Please reproduce the listing below line for line, shifting every bounding-box coordinate in the answers by -138. Omit the pictures from your reply.

::::::::::

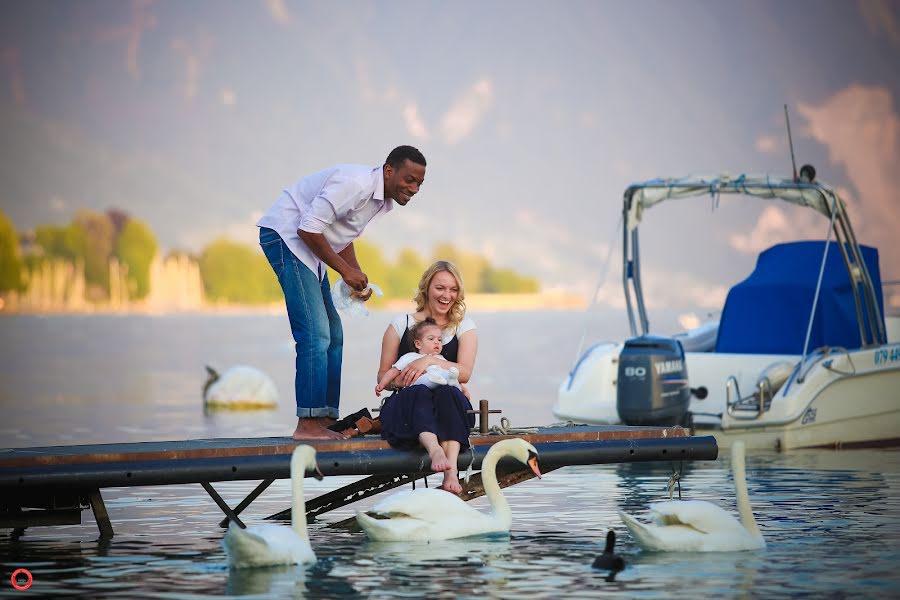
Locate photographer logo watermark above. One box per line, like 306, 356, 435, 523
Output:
9, 569, 34, 591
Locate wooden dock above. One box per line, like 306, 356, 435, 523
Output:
0, 425, 718, 537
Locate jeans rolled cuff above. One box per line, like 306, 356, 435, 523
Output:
297, 406, 338, 419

::::::::::

SOLVED EXERCISE ->
Locate photographer logo watermark above. One box per line, like 306, 356, 435, 523
Output:
-129, 431, -104, 453
Locate wooden dock above. One box per line, like 306, 356, 435, 523
Output:
-138, 287, 580, 399
Locate jeans rolled cuff above. One box per line, like 306, 356, 435, 523
Output:
159, 268, 200, 281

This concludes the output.